### Text block
**********

# Tanning a Coyote..need some help



## bnew17 (Dec 28, 2008)

Ok so i skinned out a very nice looking coyote yesterday. Put it in a freezer bag in the freezer. However im not sure what really to do next. Im guessing i will need to put "stop rot" on it? Is ordering the small mammal tanning kit from Wasco or somewhere my best bet? And will it include EVERYTHING i will need in order to tan? Thanks


----------



## turky93 (Dec 28, 2008)

Stop rot never hurts,always use it just to be safe.
As for the tanning part,you can go MANY different ways. Personally, I prefer the Mc Kenzie tanning system...if you want info on that let me know. Wasco offers several nice tans though. If your going to purchase your kit from WASCO,Id go with Rittels trapline kit.  Perhaps most importantly though, be sure to flesh the hide completely of all membrane and tissue. No matter what tan you use,the hide will never be soft if you dont get the skin fleshed.


----------



## bnew17 (Dec 29, 2008)

ive noticed that most people use a wire wheel for fleshing. I have also seen where people that dont have the machine can use the wire wheel attachment on a power drill or electric drill. Would this be the best way to flesh it?

**********

### The task
Continue the forum thread about tanning a coyote hide, starting right after its last post. The records that follow are separate material and have no connection to the forum thread above.

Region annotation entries
**********

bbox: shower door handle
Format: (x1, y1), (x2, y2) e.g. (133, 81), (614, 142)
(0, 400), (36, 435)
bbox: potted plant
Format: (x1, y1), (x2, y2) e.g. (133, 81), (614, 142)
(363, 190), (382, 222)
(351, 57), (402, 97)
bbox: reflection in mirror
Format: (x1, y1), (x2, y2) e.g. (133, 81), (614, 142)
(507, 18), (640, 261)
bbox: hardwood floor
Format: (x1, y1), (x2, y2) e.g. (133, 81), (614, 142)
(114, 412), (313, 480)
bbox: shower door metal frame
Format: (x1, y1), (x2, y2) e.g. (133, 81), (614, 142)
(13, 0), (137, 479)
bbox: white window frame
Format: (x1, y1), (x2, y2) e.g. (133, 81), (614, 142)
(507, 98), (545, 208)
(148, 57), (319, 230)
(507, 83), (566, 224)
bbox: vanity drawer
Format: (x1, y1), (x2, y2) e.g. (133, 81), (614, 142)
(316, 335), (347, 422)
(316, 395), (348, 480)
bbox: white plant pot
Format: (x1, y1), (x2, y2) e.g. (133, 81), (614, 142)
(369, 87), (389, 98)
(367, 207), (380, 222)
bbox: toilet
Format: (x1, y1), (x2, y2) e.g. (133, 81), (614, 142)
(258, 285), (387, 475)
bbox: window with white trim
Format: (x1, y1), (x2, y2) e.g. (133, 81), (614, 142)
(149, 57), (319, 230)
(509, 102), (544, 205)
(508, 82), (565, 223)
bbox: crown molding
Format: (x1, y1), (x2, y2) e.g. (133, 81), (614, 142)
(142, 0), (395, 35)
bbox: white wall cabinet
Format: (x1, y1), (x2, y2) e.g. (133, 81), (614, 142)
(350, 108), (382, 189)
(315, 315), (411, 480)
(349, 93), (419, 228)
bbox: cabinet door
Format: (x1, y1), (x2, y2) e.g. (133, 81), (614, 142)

**********

### Written response
----------



## Nicodemus (Dec 29, 2008)

I prefer to use a fleshin` beam. With a double handled scraper, you can remove everything, includin` the hypodermis. I also prefer to brain tan. It is far superior to anything on the market today. A pork brain, purchased at your meat market, is all you need.


----------



## bnew17 (Dec 29, 2008)

Nicodemus said:


> I prefer to use a fleshin` beam. With a double handled scraper, you can remove everything, includin` the hypodermis. I also prefer to brain tan. It is far superior to anything on the market today. A pork brain, purchased at your meat market, is all you need.



Nic, your double handed scraper. Can that be anything hard with no sharp edges that would cut through the skin?


----------



## Nicodemus (Dec 29, 2008)

bnew17 said:


> Nic, your double handed scraper. Can that be anything hard with no sharp edges that would cut through the skin?



Yes, you don`t want it sharp. All you are doin` is "pushin`" off everything on the meat side of the skin. It`s not hard to do.


----------



## turky93 (Dec 29, 2008)

bnew17 said:


> ive noticed that most people use a wire wheel for fleshing. I have also seen where people that dont have the machine can use the wire wheel attachment on a power drill or electric drill. Would this be the best way to flesh it?



The wire wheel doesnt work very good for mammal hides...its just kinda gives the skin a road rash look. You can do like Nic suggested,or use scissors,skiving knives...etc. Youll find that there are MANY different ways of doing this.


----------



## bnew17 (Dec 29, 2008)

im hoping 32 oz. of the stop rot will be enough for the yote


----------



## Nicodemus (Dec 29, 2008)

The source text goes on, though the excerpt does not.